▶ [WHAT TO WORK ON]:
Put the lines of the rows below into a numbered list, skipping any blank lines and leaving out the pictures.

>> Start DATA RECORDS

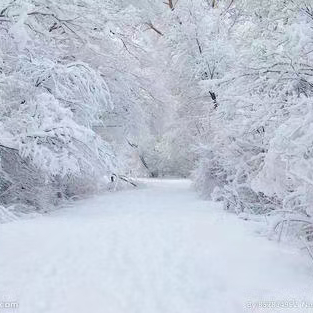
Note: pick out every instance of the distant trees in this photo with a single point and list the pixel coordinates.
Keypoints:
(242, 78)
(75, 88)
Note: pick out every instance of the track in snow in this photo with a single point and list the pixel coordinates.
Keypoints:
(157, 249)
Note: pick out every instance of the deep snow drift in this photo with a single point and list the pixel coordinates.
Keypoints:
(157, 249)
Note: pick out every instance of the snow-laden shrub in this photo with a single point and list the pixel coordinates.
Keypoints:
(257, 152)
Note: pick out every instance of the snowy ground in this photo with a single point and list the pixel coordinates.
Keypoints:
(157, 249)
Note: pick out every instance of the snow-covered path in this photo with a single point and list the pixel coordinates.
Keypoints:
(157, 249)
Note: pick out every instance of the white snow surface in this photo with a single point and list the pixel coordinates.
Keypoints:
(155, 249)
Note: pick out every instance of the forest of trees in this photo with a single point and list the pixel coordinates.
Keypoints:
(221, 90)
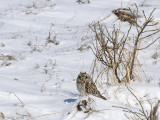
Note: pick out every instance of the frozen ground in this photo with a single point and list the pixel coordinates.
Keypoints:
(38, 82)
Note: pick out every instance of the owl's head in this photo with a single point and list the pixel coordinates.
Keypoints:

>> End DATA RECORDS

▶ [FINAL RESULT]:
1. Note: pick out every instance of the distant trees in this photo with a single point and list the pixel coordinates.
2. Keypoints:
3. (242, 78)
4. (75, 88)
5. Note: pick out every instance of the track in snow in this photo with a single point and list the pixel coordinates.
6. Keypoints:
7. (157, 249)
8. Note: pick out every instance of the deep snow drift in this photo with a single point and list the pixel coordinates.
9. Keypoints:
10. (157, 249)
11. Note: pick out every instance of the snow-laden shrub in this photo with a single point and list the pixel coordinates.
12. Keypoints:
13. (257, 152)
14. Note: pick out every instance of the snowy ground in this photo with a single point and list the pixel coordinates.
15. Keypoints:
16. (157, 249)
17. Note: pick out every instance of the snow-covered path in this photo with a single point and list the pixel coordinates.
18. Keypoints:
19. (157, 249)
20. Note: pick out every instance of the white snow surface in this photo with a single point and list the pixel coordinates.
21. Keypoints:
22. (155, 249)
23. Note: pick out every instance of the forest of trees in this photo with a single point and list the pixel coordinates.
24. Keypoints:
25. (221, 90)
26. Note: pick out every instance of the frozen ground in this photo with a single point and list the pixel coordinates.
27. Keypoints:
28. (38, 82)
29. Note: pick out every instance of the owl's head in this photo with a single point and list the pixel coordinates.
30. Keypoints:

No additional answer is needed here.